**THE TASK:** Copy out the data below, unchanged, from the line containing "For the audit set, annotate each instance of the puppy's tail" through the end of the data.

Object location annotation data
- - - - -

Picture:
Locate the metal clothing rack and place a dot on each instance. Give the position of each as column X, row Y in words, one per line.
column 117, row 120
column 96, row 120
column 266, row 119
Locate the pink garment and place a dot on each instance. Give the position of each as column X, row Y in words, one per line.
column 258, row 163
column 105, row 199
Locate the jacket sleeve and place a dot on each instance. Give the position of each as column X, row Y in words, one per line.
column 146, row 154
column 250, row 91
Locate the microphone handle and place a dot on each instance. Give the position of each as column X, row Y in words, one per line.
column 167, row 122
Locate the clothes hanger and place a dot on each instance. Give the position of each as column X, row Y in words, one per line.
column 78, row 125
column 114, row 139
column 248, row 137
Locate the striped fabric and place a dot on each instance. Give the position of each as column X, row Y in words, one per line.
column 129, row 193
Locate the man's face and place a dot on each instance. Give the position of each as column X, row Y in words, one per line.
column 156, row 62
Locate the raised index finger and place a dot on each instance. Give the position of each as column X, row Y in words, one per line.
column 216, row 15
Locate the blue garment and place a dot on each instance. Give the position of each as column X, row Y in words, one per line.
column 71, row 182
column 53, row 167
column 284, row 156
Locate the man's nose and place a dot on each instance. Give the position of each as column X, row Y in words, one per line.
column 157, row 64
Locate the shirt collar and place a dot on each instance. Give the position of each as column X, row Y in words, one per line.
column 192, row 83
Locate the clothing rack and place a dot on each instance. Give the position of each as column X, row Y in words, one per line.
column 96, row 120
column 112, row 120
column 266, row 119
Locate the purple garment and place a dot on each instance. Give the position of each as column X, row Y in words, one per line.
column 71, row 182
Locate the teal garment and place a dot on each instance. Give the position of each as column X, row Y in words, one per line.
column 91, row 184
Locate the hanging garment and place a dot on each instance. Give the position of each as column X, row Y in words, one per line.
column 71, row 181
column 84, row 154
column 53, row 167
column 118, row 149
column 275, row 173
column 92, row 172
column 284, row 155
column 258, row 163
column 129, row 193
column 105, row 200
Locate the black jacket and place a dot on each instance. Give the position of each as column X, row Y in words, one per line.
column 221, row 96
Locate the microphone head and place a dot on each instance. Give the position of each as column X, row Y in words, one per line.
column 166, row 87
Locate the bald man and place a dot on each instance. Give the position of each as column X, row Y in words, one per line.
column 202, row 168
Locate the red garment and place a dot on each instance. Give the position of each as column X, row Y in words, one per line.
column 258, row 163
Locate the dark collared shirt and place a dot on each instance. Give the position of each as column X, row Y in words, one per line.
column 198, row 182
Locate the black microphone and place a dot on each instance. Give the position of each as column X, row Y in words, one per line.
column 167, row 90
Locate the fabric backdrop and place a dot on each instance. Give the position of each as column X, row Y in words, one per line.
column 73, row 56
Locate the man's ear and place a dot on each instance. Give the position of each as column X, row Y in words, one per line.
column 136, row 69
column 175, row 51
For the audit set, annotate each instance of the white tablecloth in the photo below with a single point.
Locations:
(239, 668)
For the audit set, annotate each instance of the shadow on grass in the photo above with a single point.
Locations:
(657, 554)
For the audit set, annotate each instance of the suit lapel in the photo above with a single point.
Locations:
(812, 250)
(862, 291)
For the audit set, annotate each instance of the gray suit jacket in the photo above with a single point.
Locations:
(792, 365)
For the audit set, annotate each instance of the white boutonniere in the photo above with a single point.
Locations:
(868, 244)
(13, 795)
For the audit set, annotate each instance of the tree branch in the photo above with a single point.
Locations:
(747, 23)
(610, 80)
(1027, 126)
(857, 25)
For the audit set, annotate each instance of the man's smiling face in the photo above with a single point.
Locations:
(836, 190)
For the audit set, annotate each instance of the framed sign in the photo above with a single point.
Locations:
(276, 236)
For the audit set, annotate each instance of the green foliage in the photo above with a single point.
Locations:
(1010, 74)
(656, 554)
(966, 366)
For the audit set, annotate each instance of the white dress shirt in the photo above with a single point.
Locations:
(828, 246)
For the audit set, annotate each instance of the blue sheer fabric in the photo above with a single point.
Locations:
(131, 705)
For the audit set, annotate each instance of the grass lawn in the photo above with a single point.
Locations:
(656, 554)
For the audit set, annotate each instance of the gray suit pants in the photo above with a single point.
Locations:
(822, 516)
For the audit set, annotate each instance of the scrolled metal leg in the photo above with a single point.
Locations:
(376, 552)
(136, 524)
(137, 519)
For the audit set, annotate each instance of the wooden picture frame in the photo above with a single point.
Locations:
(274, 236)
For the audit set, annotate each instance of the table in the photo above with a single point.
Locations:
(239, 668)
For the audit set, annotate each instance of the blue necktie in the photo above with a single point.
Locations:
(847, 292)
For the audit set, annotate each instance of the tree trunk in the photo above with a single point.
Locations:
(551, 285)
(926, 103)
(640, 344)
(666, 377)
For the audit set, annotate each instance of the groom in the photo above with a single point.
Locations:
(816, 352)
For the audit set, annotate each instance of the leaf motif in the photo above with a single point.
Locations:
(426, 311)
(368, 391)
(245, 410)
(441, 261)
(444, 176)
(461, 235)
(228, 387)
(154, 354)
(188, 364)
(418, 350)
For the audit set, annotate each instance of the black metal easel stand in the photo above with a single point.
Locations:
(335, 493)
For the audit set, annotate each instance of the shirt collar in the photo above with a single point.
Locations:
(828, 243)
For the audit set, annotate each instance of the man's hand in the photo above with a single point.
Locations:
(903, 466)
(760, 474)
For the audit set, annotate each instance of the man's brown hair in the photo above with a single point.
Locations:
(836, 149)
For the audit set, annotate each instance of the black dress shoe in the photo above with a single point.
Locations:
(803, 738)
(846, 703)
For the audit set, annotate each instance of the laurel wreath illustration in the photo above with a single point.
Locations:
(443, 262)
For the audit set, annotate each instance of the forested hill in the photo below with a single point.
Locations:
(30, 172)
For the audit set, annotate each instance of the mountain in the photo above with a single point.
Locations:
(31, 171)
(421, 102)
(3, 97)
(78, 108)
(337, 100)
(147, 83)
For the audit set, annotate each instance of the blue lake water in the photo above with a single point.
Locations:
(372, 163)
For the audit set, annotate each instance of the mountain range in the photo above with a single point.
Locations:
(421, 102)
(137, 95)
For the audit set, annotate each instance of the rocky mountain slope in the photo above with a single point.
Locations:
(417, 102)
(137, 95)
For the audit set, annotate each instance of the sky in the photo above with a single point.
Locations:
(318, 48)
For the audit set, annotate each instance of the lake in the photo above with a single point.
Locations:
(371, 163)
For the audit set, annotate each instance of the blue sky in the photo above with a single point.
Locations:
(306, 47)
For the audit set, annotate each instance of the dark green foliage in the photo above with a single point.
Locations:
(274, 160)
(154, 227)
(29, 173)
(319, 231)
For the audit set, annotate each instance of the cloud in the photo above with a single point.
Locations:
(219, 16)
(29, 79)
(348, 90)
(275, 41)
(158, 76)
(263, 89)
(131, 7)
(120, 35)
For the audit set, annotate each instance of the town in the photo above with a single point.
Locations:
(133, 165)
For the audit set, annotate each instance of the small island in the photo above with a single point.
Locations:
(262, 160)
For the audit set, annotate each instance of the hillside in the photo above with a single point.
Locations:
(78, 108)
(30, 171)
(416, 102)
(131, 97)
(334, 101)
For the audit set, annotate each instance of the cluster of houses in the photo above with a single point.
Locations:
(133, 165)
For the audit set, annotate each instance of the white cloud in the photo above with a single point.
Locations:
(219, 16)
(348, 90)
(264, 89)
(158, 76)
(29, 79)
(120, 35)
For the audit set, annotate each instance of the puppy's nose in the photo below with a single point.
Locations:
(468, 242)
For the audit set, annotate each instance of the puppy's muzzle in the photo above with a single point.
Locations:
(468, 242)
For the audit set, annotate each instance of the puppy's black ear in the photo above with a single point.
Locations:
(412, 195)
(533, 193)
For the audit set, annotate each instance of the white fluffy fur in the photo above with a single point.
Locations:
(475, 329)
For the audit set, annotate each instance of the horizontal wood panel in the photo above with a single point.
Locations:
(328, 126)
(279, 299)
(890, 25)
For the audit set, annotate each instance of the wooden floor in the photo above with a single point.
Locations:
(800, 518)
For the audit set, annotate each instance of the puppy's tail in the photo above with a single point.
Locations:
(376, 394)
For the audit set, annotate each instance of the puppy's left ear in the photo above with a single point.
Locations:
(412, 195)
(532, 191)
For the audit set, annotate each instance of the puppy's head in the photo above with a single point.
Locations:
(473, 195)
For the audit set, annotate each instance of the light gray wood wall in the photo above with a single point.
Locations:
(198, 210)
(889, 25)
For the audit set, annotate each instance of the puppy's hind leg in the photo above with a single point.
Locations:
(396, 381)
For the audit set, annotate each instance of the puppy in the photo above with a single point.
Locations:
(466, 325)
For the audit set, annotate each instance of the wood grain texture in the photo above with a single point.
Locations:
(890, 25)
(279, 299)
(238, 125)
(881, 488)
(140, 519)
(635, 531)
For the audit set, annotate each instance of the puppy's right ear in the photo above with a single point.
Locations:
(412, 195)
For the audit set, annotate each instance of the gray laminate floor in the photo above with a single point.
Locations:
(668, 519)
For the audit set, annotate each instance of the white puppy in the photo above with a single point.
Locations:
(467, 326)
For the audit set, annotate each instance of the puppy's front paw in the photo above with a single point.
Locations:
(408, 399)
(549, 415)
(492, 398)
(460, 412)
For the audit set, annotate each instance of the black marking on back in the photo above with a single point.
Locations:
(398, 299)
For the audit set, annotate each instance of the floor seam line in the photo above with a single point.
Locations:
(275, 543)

- - - - -

**REPLY:**
For the audit set, annotate each instance of the puppy's tail in the photo above with a single point.
Locations:
(376, 394)
For the audit set, annotate each instance of the puppy's left ear in the photo above with a single point.
Locations:
(412, 195)
(532, 191)
For the audit set, annotate each instance of the puppy's head in the photo above with a single point.
Locations:
(473, 195)
For the audit set, annotate each instance of the light gray wood wall in the photo above with a single point.
Locations:
(198, 210)
(889, 25)
For the audit set, annotate each instance of the puppy's hind leg in the photo above with a single point.
Locations:
(396, 381)
For the audit set, annotate each instance of the puppy in the photo above with a single point.
Locations:
(466, 325)
For the audit set, annotate each instance of the wood grain texture in the photo above with a single point.
Locations:
(890, 25)
(279, 299)
(238, 125)
(881, 488)
(140, 519)
(635, 531)
For the audit set, annotate each instance of the puppy's right ear in the photo above with a single point.
Locations:
(412, 195)
For the audit set, annotate each instance of the gray laminate floor in the photo above with a single point.
Locations:
(668, 519)
For the audit set, annotate each instance of the white puppy in the photo above with a single point.
Locations:
(467, 326)
For the audit set, annotate each instance of the puppy's front paw in the photo above with a single point.
Locations:
(408, 399)
(549, 415)
(492, 398)
(460, 412)
For the audit set, annotate each instance of the black marking on back in the photo above with a single point.
Locations:
(398, 299)
For the audit set, annotate each instance of the floor seam line in the photo above with a single point.
Locations:
(275, 543)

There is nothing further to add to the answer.